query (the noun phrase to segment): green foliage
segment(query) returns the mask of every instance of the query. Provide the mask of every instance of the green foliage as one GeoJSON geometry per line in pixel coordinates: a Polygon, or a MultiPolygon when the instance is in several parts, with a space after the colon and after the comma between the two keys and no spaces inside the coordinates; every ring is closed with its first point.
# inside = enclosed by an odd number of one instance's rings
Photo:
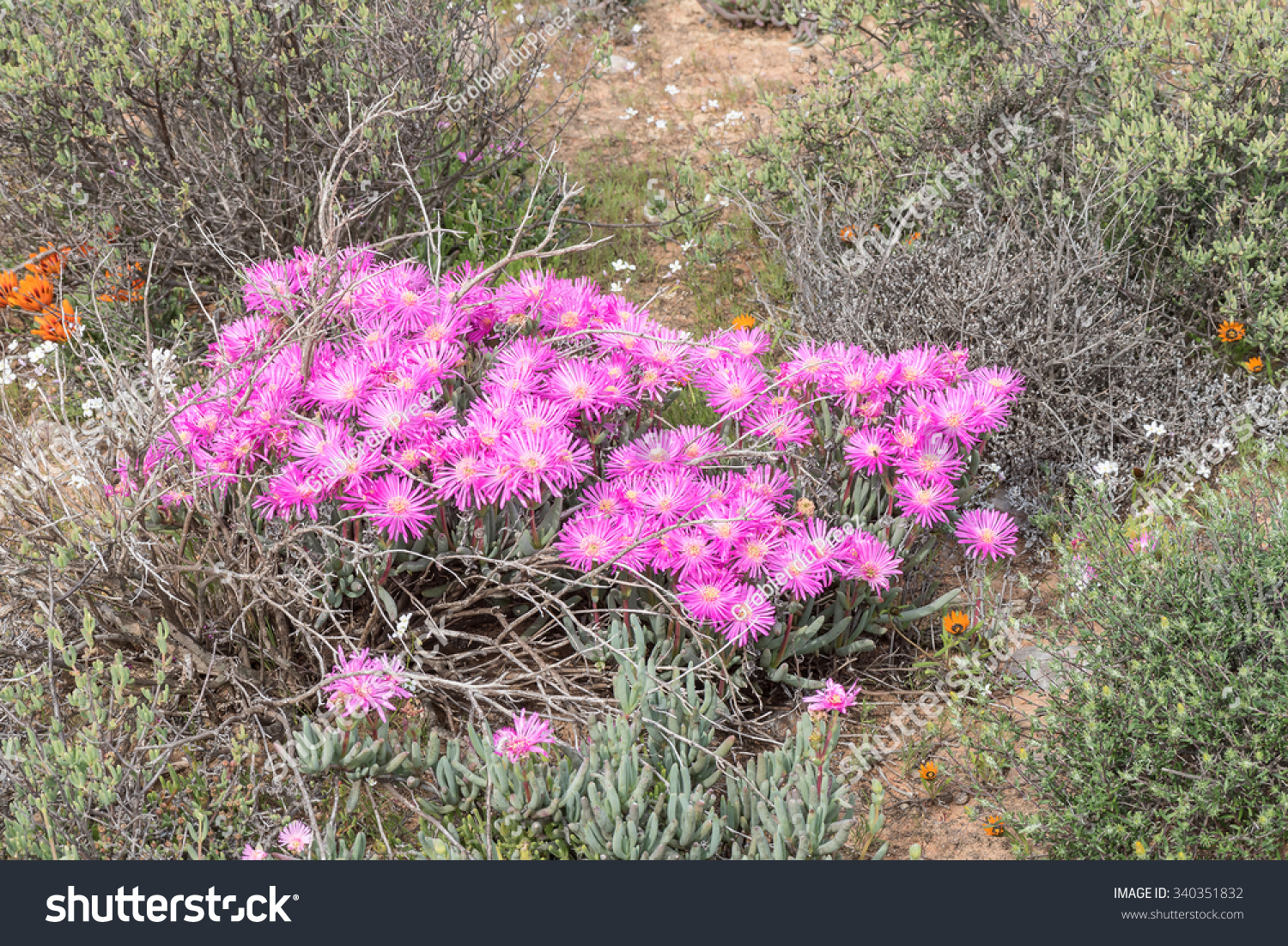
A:
{"type": "Polygon", "coordinates": [[[1082,669],[1015,762],[1051,856],[1284,856],[1288,480],[1262,466],[1247,485],[1203,494],[1135,553],[1081,497],[1061,617],[1082,669]]]}
{"type": "Polygon", "coordinates": [[[835,855],[853,812],[844,780],[819,768],[811,717],[781,748],[734,765],[733,736],[717,735],[725,710],[715,686],[692,669],[659,668],[661,650],[621,654],[618,712],[592,721],[578,749],[511,763],[492,750],[486,722],[444,744],[437,734],[392,743],[385,726],[372,739],[305,721],[295,735],[300,771],[398,777],[426,793],[433,826],[420,842],[431,860],[835,855]]]}
{"type": "MultiPolygon", "coordinates": [[[[1157,268],[1191,331],[1211,339],[1220,320],[1243,322],[1233,354],[1288,350],[1280,4],[1190,0],[1148,15],[1128,0],[806,6],[838,55],[750,147],[761,201],[824,194],[837,230],[866,228],[974,154],[975,187],[943,188],[943,207],[916,229],[947,233],[967,212],[989,224],[1018,215],[1032,232],[1090,219],[1106,250],[1157,268]],[[1033,129],[1032,147],[985,163],[979,148],[1003,116],[1033,129]]],[[[746,189],[746,171],[730,160],[726,183],[746,189]]]]}
{"type": "Polygon", "coordinates": [[[111,234],[183,287],[316,246],[326,178],[346,242],[421,229],[524,135],[532,71],[477,81],[500,53],[484,8],[443,0],[23,3],[0,21],[6,225],[111,234]]]}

* Direction
Recast every line of the data above as a two-column Markdown table headed Row and Data line, numbering the rows in order and skipping blank lines. Leave the pictures out of the answer.

* Solution for this exercise
| Row | Data line |
|---|---|
| 1 | query (the noun phrase to segment): green foliage |
| 2 | segment(query) returns the mask of every instance of the query. Provide the mask of every instance of the green foliage as one GeoJSON geometry per line in pixel coordinates: a Polygon, or a MultiPolygon when the instance is in several parts, with a space after the colon and after the comma between the two keys and no spaces inside the coordinates; every ring is closed with its first point. |
| 3 | # inside = enclosed by an odd number of one instance's rings |
| 4 | Photo: |
| 5 | A: |
| 6 | {"type": "Polygon", "coordinates": [[[1082,669],[1015,762],[1051,856],[1284,856],[1288,480],[1262,466],[1247,485],[1203,494],[1135,553],[1081,497],[1061,617],[1082,669]]]} |
| 7 | {"type": "Polygon", "coordinates": [[[835,855],[853,812],[844,780],[819,768],[811,717],[781,748],[734,765],[733,736],[717,735],[725,710],[715,686],[692,669],[659,668],[661,650],[621,654],[618,712],[592,721],[578,749],[511,763],[492,750],[486,722],[444,744],[437,734],[392,743],[385,726],[372,739],[305,721],[295,735],[300,771],[398,777],[426,793],[433,826],[420,842],[431,860],[835,855]]]} |
| 8 | {"type": "MultiPolygon", "coordinates": [[[[1157,268],[1191,331],[1211,339],[1220,320],[1243,322],[1233,354],[1288,350],[1280,4],[1190,0],[1148,15],[1128,0],[806,6],[838,55],[750,147],[761,201],[824,194],[837,230],[866,228],[974,154],[975,187],[943,188],[943,207],[916,229],[947,233],[967,212],[989,224],[1018,215],[1032,232],[1090,219],[1106,250],[1157,268]],[[1033,129],[1032,147],[985,163],[979,148],[1003,116],[1033,129]]],[[[746,189],[746,171],[730,160],[726,183],[746,189]]]]} |
| 9 | {"type": "Polygon", "coordinates": [[[111,234],[183,287],[316,246],[326,178],[346,242],[421,229],[524,135],[532,71],[477,81],[500,53],[484,8],[443,0],[23,3],[0,21],[6,225],[111,234]]]} |